Records for this exercise section start
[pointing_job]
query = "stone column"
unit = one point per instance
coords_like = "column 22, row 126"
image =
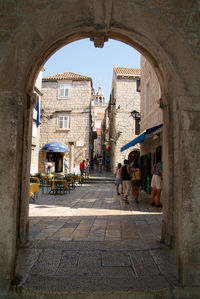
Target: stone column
column 187, row 193
column 13, row 108
column 71, row 158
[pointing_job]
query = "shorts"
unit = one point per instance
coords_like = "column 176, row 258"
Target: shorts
column 156, row 181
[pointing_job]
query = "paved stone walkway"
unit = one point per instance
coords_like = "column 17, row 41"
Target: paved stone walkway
column 91, row 244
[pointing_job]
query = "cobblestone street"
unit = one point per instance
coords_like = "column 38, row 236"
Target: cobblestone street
column 92, row 241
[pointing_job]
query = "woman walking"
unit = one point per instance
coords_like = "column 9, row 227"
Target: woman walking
column 118, row 179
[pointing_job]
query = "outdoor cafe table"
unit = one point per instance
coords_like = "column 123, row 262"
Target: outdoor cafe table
column 33, row 190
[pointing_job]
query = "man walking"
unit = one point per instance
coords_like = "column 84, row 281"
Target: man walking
column 126, row 179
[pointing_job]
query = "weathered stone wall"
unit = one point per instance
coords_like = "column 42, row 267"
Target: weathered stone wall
column 126, row 100
column 79, row 109
column 165, row 32
column 151, row 113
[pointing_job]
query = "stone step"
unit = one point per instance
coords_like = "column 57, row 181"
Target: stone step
column 99, row 180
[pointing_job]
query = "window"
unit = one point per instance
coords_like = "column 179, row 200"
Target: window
column 63, row 122
column 64, row 91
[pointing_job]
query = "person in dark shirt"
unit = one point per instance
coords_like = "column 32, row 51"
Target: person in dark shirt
Records for this exercise section end
Your task:
What lines of the data include the word "shirt"? Copy each of them.

Worked solution:
query = "person in dark shirt"
Target: person in dark shirt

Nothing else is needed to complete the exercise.